Rewrite the rows below, replacing every "lion cub" with "tiger cub" and keeping everything else the same. Leave the pictures out of your version.

:::

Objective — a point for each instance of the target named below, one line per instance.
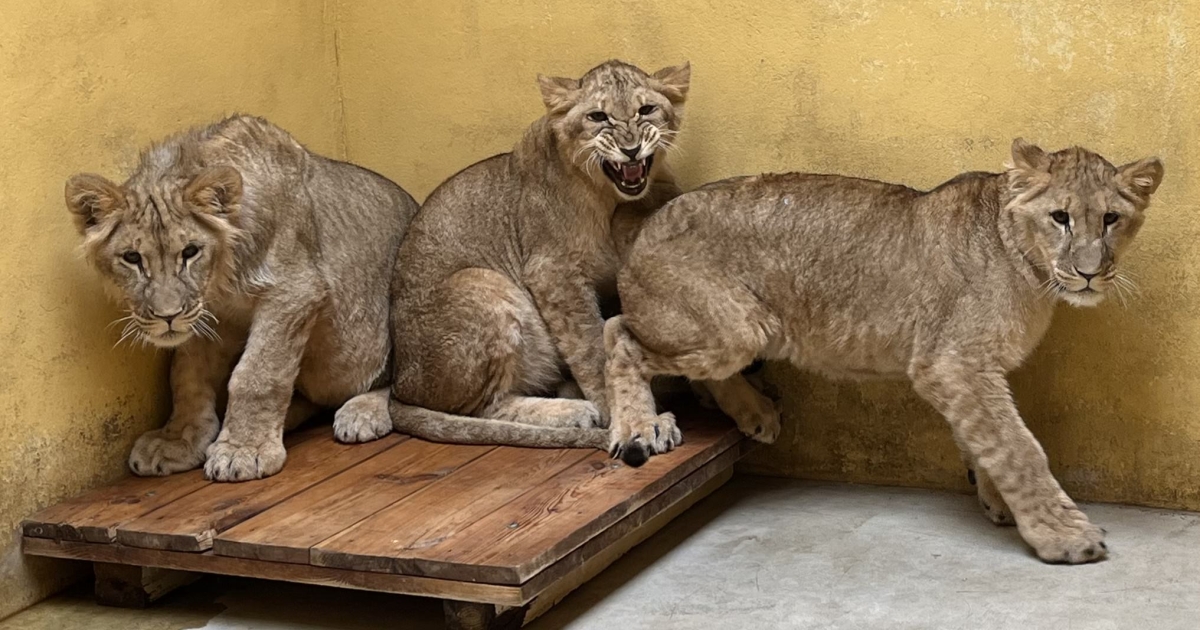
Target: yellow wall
(83, 85)
(901, 91)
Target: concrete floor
(766, 553)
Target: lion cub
(497, 287)
(952, 288)
(267, 268)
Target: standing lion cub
(952, 288)
(267, 268)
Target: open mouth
(169, 339)
(629, 177)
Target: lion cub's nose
(167, 318)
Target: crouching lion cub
(267, 268)
(952, 287)
(497, 287)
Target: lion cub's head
(1075, 214)
(161, 243)
(615, 121)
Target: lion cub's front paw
(363, 418)
(162, 453)
(234, 461)
(635, 442)
(1066, 537)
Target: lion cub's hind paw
(646, 439)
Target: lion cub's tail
(438, 426)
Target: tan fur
(953, 288)
(282, 301)
(496, 298)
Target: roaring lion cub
(267, 268)
(953, 287)
(497, 287)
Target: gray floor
(767, 553)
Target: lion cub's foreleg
(198, 370)
(978, 405)
(251, 442)
(637, 431)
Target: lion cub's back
(778, 214)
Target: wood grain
(95, 516)
(286, 532)
(191, 525)
(426, 519)
(509, 543)
(304, 574)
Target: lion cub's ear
(1030, 167)
(673, 82)
(90, 198)
(1141, 178)
(558, 93)
(217, 190)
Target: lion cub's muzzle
(630, 177)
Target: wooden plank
(443, 509)
(592, 557)
(304, 574)
(286, 533)
(191, 525)
(533, 531)
(95, 516)
(528, 534)
(136, 587)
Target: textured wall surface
(912, 93)
(83, 85)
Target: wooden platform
(499, 533)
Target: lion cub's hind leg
(993, 503)
(755, 413)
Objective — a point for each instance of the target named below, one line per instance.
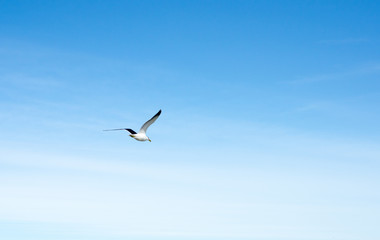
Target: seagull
(141, 135)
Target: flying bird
(141, 135)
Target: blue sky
(269, 127)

:::

• [Exercise answer]
Objective — a point for each instance of the target named below, one line per instance.
Target: yellow wall
(83, 85)
(901, 91)
Target: concrete floor
(766, 553)
Target: tiger cub
(497, 287)
(952, 288)
(267, 268)
Target: standing tiger cub
(952, 288)
(267, 268)
Target: open mouth
(169, 339)
(629, 177)
Target: tiger cub's nose
(167, 318)
Target: crouching tiger cub
(267, 268)
(952, 287)
(497, 287)
Target: tiger cub's head
(1075, 214)
(161, 243)
(615, 121)
Target: tiger cub's front paw
(363, 418)
(162, 453)
(234, 461)
(635, 442)
(1066, 537)
Target: tiger cub's hind paw
(646, 439)
Target: tiger cub's tail
(438, 426)
Target: tan fur
(953, 288)
(282, 301)
(496, 298)
Target: roaring tiger cub
(267, 268)
(953, 287)
(497, 287)
Target: gray floor
(767, 553)
Target: tiger cub's foreleg
(198, 370)
(978, 405)
(251, 442)
(637, 431)
Target: tiger cub's back
(778, 214)
Target: wood grain
(95, 516)
(286, 532)
(191, 525)
(426, 519)
(509, 543)
(304, 574)
Target: tiger cub's ear
(1030, 167)
(673, 82)
(90, 198)
(1141, 178)
(558, 93)
(217, 190)
Target: tiger cub's muzzle
(630, 177)
Target: wooden plank
(443, 509)
(592, 557)
(304, 574)
(286, 533)
(191, 525)
(533, 531)
(95, 516)
(528, 534)
(136, 587)
Target: textured wall surface
(912, 93)
(83, 85)
Target: wooden platform
(499, 533)
Target: tiger cub's hind leg
(993, 503)
(755, 413)
Objective — a point for each instance of the target named below, one line per instance.
Target: seagull
(141, 135)
Target: flying bird
(141, 135)
Target: blue sky
(269, 127)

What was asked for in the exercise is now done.